● Short problem
Gather every line from the items below that contains the word "jacket", and copy each of those lines in full.

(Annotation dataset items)
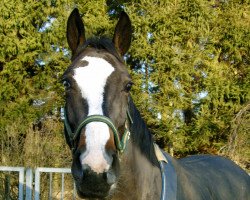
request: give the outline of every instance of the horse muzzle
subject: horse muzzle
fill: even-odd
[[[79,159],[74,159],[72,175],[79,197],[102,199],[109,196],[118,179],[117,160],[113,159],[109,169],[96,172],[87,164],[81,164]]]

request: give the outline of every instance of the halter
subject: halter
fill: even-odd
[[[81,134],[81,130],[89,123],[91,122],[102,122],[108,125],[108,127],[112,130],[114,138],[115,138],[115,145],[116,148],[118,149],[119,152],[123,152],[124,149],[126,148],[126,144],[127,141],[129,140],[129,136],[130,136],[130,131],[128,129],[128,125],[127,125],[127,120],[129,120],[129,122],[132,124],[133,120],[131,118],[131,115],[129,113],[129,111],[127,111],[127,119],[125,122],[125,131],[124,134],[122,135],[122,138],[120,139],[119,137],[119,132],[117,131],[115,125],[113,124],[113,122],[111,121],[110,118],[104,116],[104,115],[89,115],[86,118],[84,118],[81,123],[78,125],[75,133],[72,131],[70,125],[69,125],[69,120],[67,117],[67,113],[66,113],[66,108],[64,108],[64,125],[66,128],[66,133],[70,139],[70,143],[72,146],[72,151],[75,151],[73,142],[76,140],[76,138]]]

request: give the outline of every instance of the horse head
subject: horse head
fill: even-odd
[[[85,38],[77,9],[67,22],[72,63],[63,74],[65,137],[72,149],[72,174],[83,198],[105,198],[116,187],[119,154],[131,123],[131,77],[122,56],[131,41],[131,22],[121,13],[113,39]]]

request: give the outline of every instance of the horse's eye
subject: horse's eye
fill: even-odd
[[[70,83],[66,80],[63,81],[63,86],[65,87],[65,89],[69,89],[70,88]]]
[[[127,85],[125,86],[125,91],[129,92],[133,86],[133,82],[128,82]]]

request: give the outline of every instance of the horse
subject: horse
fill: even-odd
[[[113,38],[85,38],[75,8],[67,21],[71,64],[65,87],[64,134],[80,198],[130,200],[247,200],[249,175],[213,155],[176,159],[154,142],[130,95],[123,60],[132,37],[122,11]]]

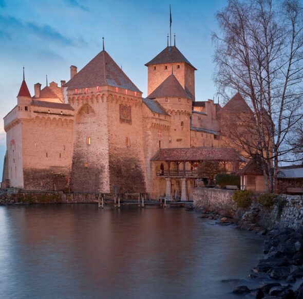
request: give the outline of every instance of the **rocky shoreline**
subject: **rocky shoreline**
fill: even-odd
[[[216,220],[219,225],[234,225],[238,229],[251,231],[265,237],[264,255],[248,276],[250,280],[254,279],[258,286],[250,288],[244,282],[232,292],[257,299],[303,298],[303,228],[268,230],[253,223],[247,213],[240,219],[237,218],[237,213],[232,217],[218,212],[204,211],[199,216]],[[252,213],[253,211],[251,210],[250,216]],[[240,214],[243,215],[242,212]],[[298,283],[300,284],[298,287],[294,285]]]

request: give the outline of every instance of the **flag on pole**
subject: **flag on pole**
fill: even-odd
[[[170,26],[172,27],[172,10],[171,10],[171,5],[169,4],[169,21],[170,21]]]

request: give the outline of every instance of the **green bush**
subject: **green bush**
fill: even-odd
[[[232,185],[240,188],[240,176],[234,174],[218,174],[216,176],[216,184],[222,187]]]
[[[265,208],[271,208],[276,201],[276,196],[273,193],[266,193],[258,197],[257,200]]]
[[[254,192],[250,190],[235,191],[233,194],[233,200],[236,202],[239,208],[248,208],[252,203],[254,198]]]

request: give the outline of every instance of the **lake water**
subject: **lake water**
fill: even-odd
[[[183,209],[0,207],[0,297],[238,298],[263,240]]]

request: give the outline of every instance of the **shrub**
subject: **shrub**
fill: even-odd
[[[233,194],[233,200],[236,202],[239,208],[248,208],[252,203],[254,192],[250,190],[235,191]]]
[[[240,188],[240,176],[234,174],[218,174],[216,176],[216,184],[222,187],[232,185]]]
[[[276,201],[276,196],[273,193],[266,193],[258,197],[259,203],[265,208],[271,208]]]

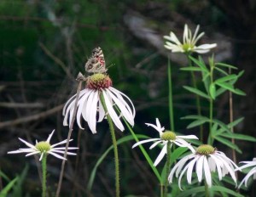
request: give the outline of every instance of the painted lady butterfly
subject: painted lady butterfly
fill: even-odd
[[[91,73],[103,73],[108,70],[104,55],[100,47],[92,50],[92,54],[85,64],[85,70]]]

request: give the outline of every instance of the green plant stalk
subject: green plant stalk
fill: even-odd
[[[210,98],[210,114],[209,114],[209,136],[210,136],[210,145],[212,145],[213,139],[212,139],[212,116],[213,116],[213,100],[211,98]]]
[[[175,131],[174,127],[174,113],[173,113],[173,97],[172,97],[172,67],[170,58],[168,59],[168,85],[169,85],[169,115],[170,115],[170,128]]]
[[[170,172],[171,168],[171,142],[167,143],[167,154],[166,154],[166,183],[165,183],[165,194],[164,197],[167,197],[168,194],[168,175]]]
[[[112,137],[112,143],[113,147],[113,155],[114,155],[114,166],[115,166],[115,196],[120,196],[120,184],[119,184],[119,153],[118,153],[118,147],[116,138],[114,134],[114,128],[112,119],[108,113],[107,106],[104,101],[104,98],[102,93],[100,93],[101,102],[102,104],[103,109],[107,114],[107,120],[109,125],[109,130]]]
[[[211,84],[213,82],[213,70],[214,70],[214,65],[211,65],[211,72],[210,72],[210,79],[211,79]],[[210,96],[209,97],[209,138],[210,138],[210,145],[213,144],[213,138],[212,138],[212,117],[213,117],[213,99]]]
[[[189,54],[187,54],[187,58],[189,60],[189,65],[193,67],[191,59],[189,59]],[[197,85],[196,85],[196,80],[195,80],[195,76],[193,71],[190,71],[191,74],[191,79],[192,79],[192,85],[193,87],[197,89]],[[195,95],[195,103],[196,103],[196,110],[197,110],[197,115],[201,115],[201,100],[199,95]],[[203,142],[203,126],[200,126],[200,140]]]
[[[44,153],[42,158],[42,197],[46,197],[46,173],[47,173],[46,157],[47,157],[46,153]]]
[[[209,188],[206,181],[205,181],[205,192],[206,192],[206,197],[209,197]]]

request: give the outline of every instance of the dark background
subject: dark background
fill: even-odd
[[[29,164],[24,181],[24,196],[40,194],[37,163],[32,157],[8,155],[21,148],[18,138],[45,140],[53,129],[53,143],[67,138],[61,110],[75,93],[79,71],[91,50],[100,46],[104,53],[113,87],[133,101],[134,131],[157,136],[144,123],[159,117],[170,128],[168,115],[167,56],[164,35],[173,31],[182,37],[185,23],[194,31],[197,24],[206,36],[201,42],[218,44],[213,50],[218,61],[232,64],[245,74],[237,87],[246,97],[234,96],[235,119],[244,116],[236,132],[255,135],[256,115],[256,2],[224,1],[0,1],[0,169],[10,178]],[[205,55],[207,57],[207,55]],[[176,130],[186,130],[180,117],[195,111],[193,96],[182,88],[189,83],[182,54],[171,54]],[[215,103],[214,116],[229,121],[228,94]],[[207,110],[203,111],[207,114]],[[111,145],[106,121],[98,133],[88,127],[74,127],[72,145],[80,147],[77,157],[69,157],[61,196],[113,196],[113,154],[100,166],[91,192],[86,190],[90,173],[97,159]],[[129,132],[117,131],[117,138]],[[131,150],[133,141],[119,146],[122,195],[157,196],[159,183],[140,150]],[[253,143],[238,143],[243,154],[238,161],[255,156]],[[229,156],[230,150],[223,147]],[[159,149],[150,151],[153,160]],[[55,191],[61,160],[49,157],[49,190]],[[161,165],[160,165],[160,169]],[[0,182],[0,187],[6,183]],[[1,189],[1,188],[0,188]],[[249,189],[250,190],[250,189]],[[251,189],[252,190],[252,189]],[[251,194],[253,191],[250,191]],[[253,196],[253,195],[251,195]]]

* * *

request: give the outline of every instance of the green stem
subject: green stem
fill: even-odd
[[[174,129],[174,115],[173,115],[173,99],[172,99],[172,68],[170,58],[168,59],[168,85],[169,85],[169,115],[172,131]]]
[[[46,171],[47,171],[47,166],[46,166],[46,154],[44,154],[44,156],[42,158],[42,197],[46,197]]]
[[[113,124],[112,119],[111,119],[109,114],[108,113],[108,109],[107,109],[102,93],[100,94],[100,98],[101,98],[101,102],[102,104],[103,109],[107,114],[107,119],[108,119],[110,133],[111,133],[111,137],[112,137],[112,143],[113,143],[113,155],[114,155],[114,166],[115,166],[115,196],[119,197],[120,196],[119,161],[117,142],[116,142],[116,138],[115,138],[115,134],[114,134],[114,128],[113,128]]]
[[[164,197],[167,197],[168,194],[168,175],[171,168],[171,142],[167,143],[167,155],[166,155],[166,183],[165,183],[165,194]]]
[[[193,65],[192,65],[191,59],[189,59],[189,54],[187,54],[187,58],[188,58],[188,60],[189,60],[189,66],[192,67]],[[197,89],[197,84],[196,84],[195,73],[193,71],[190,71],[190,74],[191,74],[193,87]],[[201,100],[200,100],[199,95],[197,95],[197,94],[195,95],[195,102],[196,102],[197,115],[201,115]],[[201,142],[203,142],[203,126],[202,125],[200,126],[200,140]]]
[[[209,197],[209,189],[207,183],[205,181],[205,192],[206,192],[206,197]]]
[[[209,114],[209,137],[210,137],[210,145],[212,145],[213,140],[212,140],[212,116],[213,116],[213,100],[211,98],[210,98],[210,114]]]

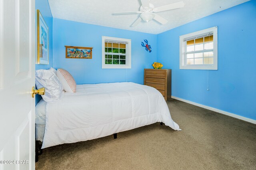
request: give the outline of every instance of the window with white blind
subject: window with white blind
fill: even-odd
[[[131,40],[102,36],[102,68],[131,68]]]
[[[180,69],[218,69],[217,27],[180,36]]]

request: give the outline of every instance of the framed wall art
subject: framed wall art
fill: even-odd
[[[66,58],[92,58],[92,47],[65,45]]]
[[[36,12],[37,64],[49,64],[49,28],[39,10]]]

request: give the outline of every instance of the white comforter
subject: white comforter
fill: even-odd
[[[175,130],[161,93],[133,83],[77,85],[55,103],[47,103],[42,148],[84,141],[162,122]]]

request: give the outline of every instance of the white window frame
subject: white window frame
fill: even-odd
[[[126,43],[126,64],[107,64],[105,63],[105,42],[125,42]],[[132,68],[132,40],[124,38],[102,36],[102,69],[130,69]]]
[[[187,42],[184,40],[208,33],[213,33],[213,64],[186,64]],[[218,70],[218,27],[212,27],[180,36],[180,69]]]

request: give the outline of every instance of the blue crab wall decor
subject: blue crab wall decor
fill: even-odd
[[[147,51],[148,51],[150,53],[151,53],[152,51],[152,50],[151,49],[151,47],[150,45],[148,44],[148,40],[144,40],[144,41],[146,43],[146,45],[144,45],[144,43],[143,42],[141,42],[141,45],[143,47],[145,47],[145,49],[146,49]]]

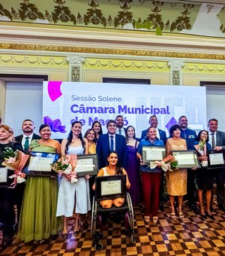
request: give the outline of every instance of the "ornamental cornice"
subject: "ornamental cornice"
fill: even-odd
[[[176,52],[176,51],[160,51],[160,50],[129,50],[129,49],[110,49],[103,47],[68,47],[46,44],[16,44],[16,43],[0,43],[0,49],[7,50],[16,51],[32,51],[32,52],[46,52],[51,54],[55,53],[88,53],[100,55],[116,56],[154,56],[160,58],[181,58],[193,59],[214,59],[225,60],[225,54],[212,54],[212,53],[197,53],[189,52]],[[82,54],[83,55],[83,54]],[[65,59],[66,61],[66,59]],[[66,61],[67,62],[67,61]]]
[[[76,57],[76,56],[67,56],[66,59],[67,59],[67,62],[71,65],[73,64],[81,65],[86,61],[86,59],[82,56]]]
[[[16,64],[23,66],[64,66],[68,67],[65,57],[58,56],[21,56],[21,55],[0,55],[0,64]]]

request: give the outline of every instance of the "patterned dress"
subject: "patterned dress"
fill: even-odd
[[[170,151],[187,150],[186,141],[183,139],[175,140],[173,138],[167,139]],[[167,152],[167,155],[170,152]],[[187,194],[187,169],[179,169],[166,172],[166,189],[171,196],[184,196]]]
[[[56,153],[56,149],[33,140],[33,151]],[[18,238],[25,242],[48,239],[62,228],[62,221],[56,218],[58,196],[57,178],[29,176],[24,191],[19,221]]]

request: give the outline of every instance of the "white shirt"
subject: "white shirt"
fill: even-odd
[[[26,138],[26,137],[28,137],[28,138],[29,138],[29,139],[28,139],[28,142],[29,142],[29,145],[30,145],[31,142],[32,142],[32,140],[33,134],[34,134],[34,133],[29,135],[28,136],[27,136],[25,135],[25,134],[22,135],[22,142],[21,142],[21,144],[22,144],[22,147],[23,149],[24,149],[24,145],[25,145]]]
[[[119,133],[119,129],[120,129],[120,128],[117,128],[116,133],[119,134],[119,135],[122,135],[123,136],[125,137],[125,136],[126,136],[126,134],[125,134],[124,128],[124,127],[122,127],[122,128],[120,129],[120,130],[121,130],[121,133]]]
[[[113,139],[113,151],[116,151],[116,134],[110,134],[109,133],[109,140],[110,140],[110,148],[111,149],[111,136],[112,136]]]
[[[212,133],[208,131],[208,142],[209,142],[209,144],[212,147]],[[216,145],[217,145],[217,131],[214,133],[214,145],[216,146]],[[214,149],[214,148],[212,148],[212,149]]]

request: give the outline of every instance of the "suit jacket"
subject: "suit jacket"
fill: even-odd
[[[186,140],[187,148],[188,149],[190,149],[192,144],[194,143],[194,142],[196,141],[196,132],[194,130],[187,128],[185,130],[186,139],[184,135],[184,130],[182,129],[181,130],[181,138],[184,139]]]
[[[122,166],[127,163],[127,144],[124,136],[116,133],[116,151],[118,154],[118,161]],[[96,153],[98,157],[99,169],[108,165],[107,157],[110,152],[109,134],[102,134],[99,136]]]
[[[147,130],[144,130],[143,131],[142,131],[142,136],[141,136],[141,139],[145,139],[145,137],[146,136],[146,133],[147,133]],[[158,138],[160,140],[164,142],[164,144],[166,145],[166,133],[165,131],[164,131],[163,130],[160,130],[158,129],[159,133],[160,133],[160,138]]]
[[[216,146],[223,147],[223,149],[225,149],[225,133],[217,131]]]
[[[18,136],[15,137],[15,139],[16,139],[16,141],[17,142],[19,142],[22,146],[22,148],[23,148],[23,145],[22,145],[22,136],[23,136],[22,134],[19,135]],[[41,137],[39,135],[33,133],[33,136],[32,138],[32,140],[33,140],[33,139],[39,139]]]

● Task response
request: give the outline of every instance of the "suit jacket"
subject: "suit jacket"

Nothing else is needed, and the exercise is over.